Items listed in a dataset
╔══
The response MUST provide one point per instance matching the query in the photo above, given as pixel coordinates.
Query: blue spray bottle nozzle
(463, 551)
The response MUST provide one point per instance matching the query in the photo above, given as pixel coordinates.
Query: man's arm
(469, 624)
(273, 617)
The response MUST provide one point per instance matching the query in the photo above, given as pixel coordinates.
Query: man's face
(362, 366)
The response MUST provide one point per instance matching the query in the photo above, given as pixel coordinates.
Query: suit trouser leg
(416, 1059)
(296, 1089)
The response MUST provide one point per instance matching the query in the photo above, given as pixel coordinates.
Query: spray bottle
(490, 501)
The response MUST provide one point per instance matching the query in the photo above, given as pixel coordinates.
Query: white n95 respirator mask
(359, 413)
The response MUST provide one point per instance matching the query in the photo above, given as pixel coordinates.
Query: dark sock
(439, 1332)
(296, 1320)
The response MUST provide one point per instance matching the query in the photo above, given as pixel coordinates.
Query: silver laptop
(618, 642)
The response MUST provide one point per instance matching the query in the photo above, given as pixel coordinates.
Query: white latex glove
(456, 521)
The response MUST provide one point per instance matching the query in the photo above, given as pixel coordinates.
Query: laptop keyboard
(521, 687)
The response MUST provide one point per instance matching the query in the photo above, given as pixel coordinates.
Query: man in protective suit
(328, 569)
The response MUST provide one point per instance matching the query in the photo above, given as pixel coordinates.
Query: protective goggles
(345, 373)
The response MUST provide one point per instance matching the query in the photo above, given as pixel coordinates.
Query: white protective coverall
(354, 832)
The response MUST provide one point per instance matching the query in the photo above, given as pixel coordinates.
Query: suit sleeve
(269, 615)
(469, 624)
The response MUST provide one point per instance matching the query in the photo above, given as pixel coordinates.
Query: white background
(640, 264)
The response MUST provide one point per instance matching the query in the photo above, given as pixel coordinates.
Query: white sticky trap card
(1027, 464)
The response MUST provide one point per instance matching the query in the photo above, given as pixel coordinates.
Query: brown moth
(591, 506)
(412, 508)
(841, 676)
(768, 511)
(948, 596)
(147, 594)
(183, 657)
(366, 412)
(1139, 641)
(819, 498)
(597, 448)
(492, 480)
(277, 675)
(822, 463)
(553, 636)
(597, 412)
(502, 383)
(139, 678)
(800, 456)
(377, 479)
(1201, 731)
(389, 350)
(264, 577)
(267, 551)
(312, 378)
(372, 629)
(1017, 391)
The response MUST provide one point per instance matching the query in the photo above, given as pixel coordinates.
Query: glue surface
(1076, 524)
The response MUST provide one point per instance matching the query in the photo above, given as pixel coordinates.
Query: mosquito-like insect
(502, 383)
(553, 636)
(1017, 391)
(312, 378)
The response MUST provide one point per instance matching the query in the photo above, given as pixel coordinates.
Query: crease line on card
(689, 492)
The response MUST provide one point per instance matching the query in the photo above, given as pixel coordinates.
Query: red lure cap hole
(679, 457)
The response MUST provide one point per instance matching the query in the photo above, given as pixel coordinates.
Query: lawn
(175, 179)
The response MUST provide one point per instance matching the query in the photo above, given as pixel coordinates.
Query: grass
╚══
§ **Exercise prompt**: Copy out all of the records verbatim.

§ **Your solution**:
The response MUST provide one point per instance matching the query in the photo above, given as pixel coordinates.
Query: blue spray bottle nozzle
(463, 551)
The response MUST provide one point per instance matching the query in the photo above, given as pixel coordinates.
Query: man's arm
(469, 624)
(273, 617)
The response MUST provide one point per instance matching the query in the photo above, given as pixel coordinates.
Query: man's face
(362, 366)
The response MUST provide one point per instance matching the query in the photo above, given as pixel coordinates.
Query: suit trouser leg
(416, 1059)
(296, 1089)
The response MUST provide one point per instance matching the query in the photo above, given as pixel coordinates.
Query: spray bottle
(490, 501)
The response MUST provide one point per instance matching the query in the photo above, given as pixel coordinates.
Query: white n95 respirator mask
(359, 413)
The response MUST provide one point per instance matching the query in the photo above, given as pixel coordinates.
Query: dark sock
(439, 1332)
(296, 1320)
The response MUST provide one point per instance matching the query in the photo above, given as pixel coordinates.
Query: silver laptop
(618, 642)
The response MUST provide one point per instance matching the query in the photo above, given as pixel coordinates.
Query: white latex glove
(456, 521)
The response MUST provide one point per instance matching the query in the photo above, given as pixel coordinates.
Query: laptop keyboard
(521, 687)
The response MUST provide one point per instance matching the query in the photo above, given as pixel coordinates.
Query: man in protective suit
(328, 569)
The response MUST provide one point per instance matching the query in the photo above, given as pixel coordinates.
Query: protective goggles
(345, 373)
The response MUST provide one point per instance matching the query in the photo above, given as pixel coordinates.
Query: white protective coverall
(354, 832)
The response MUST provide one point per instance matching the query in the photo above, given as pixel coordinates.
Query: suit sleeve
(269, 615)
(469, 624)
The response MUST provide one point per instance matching the query in the photo above, given as pixel coordinates.
Query: white background
(640, 264)
The response MUST provide one point per instance matching the query in the photo above, given as pixel coordinates.
Query: white sticky trap card
(1027, 464)
The response MUST provide one point per instance matching the query in the photo above, given as pixel coordinates.
Query: brown moth
(591, 506)
(412, 508)
(841, 676)
(768, 511)
(948, 596)
(147, 594)
(183, 657)
(366, 412)
(1139, 641)
(819, 498)
(597, 448)
(492, 480)
(277, 675)
(822, 463)
(553, 636)
(597, 412)
(502, 383)
(139, 678)
(800, 456)
(377, 479)
(1201, 731)
(389, 350)
(264, 577)
(267, 551)
(312, 378)
(372, 629)
(1017, 391)
The response MUST provide one point per instance matching the query in the photo above, given as pixel coordinates.
Query: glue surface
(1076, 524)
The response MUST provide one point per instance matching the query in the photo above, given as pixel coordinates.
Query: mosquito-like insect
(502, 383)
(553, 636)
(1017, 391)
(312, 378)
The response MUST provide one point per instance matching the query in the photo above, given as pixel coordinates.
Query: crease line on card
(689, 492)
The response MUST provide one point per instance matching the query in the photo above, given as pixel coordinates.
Query: red lure cap hole
(679, 457)
The response MUST provide one point per instance matching the query in the photo above, given as pixel coordinates.
Query: lawn
(175, 179)
The response MUST provide one point per instance matching the query in the photo above, given as pixel coordinates.
Query: grass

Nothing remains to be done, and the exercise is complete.